*Quoted passage*:
*-*-*
Plastic pollution

Oregon Zoo's position on plastic pollution

The rapid rise of plastic production has created a global plastic waste crisis. Plastic pollution is a growing threat to the health of marine and land-based wildlife, ecosystems and humans. A reduction in plastic production will only be achievable through the combined efforts of consumers, businesses and governments.

The Oregon Zoo believes that reducing the sources of plastic pollution will protect the health of wildlife, people and the ecosystems we depend on.

Key points

  • Plastic poses a threat to the majority of sea turtle, marine mammal, and seabird species, whether by ingestion or entanglement.
  • Plastic microtrash threatens California condors. Microtrash can prevent chicks from digesting food, resulting in starvation and death.
  • Nearly 9 million tons of plastic enters the ocean each year (two million pounds per hour), and this amount is expected to double by 2025. This is the equivalent of five bags filled with plastic sitting on every foot of coastline in the world.
  • A growing body of research shows how microplastics and associated toxics can travel through the ocean food web, possibly ending up in seafood for human consumption.
  • Americans generate an average of 220 pounds of plastic waste per person each year.
  • In 2018, more than 10,000 tons of Oregon's recycling was dumped into landfills, in part due to contamination from non-recyclable plastics.
  • In 2013, Portland became the first city in Oregon to adopt a single-use plastic bag ban, but Oregonians still use an estimated 1.7 billion single-use plastic bags every year.
  • As consumers become more aware of the problem, they can increase their demand for alternatives to plastic, and in turn, help drive business innovation in new product design and materials.
*-*-*
*Given records*:
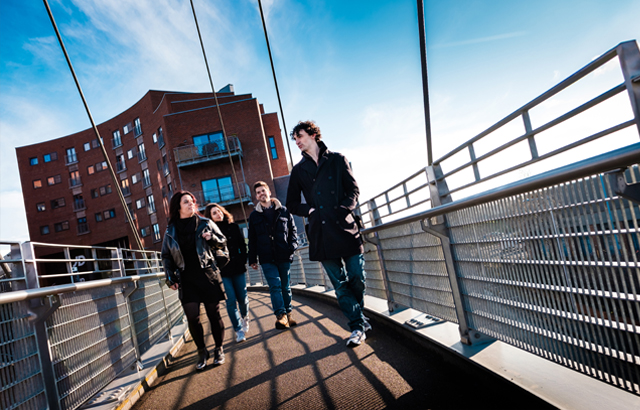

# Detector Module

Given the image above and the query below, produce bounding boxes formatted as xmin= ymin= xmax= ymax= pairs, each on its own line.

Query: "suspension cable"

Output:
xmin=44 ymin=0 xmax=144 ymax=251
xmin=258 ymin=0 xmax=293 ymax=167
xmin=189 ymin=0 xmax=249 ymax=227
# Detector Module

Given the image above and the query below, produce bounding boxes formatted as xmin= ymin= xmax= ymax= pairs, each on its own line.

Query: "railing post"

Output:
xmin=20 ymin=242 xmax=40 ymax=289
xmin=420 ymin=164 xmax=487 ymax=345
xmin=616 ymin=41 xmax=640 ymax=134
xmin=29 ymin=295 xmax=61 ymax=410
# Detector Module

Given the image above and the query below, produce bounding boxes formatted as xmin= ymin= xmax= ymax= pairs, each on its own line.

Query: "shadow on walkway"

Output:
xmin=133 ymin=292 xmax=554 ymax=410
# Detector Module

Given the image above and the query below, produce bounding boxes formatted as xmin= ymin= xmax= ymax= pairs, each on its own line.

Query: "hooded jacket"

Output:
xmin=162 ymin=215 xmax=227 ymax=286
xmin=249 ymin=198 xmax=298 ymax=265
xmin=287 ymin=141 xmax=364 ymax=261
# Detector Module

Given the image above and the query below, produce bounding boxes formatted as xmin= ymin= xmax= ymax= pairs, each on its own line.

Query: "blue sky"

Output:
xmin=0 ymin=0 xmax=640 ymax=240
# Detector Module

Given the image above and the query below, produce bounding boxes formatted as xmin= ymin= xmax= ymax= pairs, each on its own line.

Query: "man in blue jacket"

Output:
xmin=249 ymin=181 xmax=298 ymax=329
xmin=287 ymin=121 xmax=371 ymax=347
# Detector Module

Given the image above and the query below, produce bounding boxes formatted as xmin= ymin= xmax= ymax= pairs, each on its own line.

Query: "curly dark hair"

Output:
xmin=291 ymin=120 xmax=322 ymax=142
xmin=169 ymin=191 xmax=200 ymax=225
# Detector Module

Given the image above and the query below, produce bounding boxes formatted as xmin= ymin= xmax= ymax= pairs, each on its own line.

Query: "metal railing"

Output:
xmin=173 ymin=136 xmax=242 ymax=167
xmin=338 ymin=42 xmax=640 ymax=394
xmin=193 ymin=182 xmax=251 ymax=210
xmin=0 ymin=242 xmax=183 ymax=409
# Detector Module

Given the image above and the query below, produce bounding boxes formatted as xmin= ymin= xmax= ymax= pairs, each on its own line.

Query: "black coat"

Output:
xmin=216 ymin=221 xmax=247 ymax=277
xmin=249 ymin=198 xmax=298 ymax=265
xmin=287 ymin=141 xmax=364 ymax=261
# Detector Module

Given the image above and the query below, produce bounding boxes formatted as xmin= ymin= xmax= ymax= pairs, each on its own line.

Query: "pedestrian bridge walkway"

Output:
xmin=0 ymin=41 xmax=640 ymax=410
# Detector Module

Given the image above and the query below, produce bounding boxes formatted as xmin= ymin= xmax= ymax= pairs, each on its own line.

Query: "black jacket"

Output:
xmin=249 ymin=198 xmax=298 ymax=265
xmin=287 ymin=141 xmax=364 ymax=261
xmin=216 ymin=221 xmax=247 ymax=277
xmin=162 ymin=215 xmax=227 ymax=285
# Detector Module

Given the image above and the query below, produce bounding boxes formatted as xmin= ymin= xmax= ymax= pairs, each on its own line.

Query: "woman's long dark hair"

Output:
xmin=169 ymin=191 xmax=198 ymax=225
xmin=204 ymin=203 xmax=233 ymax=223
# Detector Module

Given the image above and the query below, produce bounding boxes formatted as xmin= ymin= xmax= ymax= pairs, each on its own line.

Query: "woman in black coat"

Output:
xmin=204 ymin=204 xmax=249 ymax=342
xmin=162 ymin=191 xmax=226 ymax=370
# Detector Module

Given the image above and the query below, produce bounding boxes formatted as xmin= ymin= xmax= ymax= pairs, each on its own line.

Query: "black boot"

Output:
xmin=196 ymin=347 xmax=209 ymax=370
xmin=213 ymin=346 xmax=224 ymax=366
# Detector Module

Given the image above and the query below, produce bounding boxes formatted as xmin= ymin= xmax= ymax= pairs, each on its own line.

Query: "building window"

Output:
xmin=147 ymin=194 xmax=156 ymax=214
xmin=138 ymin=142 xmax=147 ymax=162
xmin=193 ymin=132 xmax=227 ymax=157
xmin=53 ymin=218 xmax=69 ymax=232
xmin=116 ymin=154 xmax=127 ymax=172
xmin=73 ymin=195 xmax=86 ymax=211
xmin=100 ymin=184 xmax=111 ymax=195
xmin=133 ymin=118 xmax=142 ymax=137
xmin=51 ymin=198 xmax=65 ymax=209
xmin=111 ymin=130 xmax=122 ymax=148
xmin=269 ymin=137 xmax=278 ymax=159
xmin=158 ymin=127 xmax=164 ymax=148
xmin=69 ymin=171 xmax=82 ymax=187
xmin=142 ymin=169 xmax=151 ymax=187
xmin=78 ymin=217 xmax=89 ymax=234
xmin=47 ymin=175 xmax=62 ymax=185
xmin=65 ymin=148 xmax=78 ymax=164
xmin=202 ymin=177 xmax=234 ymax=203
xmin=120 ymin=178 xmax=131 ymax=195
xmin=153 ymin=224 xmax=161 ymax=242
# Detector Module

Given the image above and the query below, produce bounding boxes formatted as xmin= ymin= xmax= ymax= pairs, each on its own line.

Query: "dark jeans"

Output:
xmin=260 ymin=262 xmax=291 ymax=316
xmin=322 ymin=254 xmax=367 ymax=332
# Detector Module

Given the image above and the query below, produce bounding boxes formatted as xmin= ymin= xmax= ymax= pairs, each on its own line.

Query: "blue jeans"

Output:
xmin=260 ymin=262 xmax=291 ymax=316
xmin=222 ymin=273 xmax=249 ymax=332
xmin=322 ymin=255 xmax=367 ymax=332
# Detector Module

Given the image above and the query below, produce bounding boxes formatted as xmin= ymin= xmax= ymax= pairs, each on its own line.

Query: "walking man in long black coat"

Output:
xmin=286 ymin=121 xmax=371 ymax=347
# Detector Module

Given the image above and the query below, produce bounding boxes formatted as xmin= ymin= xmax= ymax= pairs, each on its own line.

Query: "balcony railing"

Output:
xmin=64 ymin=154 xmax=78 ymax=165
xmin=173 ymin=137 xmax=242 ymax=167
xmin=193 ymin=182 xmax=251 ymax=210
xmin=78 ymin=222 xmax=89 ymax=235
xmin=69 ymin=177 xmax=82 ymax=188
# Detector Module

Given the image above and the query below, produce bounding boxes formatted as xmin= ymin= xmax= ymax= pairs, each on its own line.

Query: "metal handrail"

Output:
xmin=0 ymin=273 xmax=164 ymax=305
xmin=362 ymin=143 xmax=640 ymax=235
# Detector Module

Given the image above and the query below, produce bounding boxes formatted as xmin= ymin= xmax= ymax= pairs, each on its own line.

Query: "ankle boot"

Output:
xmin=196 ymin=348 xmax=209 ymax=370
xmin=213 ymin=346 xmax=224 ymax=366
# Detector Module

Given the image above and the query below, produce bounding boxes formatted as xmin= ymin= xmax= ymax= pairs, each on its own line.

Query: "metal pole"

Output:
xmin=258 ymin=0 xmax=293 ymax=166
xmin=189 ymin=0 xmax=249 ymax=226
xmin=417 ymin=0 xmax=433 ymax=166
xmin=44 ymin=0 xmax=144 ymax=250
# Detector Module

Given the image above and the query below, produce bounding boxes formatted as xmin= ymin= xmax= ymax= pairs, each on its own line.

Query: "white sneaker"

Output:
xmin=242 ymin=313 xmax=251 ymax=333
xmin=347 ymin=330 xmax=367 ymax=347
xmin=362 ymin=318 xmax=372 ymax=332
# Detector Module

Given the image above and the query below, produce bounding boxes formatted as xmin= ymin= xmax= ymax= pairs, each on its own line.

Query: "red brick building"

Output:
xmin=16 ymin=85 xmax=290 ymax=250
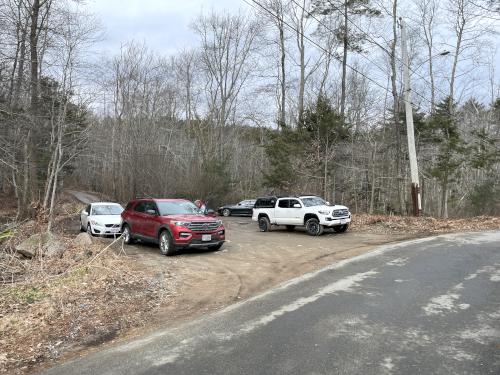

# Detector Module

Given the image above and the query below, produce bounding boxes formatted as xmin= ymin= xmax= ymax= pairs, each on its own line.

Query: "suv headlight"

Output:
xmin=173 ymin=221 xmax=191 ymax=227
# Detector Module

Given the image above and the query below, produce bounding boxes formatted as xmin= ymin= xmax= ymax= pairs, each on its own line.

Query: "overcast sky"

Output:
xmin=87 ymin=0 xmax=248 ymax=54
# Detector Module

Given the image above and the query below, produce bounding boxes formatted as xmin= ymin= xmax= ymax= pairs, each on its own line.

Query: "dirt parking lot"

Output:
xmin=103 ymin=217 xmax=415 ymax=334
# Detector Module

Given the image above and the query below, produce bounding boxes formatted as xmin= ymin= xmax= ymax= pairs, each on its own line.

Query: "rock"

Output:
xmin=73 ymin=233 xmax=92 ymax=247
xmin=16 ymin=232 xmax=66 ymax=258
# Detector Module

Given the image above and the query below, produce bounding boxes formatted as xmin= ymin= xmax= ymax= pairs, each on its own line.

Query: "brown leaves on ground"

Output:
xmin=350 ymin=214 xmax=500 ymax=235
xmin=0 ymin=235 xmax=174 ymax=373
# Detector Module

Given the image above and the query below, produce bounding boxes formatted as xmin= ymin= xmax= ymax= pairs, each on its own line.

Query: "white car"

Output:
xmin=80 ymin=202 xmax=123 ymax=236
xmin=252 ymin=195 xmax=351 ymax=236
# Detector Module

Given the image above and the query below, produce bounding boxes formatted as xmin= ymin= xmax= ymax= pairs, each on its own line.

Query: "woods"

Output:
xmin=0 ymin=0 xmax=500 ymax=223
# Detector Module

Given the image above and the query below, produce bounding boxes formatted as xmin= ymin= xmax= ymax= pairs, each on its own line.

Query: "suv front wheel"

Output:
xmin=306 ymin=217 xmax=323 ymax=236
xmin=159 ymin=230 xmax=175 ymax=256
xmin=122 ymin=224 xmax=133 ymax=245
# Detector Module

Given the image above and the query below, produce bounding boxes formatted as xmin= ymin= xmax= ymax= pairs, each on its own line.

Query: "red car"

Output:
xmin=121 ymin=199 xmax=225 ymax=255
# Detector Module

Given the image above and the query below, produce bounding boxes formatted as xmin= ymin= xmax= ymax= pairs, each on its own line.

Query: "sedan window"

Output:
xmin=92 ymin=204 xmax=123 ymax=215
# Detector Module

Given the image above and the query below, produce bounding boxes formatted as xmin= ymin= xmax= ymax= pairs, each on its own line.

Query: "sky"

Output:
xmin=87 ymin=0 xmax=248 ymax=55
*-*-*
*To do*:
a - In the Oregon Zoo's text on plastic pollution, which bird species is said to be threatened by plastic microtrash?
b - Write the next part of the Oregon Zoo's text on plastic pollution, picking up after its last bullet point.

*Answers to the problems*:
a - California condors.

b -
What we can do

  • Actions at stores: Skip produce bags altogether or bring reusable alternatives. Avoid choosing or purchasing plastic packaging in the first place, especially #3 (PVC) and #7 (polycarbonate or mixed resins). Give preference to glass, metal, and paper.
  • Actions at restaurants: Select restaurants that use washable plates, cups, and utensils. Ask stores and restaurants to switch to "upon request" policies and to find alternatives, and recognize them when they do. Bring a reusable container for your take-out and leftovers.
  • Actions at home: Plastic bottles, jars, tubs, buckets and nursery pots are recyclable at home, while most other plastics are considered garbage. Sort recyclable plastic by shape, not number to avoid contaminating recycling. Line the bottom of trash bins with newspaper instead of plastic liners. Replace ziplocks with washable baggies for lunches.
  • Actions outdoors: Practice "Leave no Trace" camping and outdoor recreation. Pack out any trash (plastic and otherwise) you bring into a natural area.
  • Community-level actions: Support local and state policies to reduce sources of plastic pollution: i.e., bans on single-use plastic bags and improved recycling programs.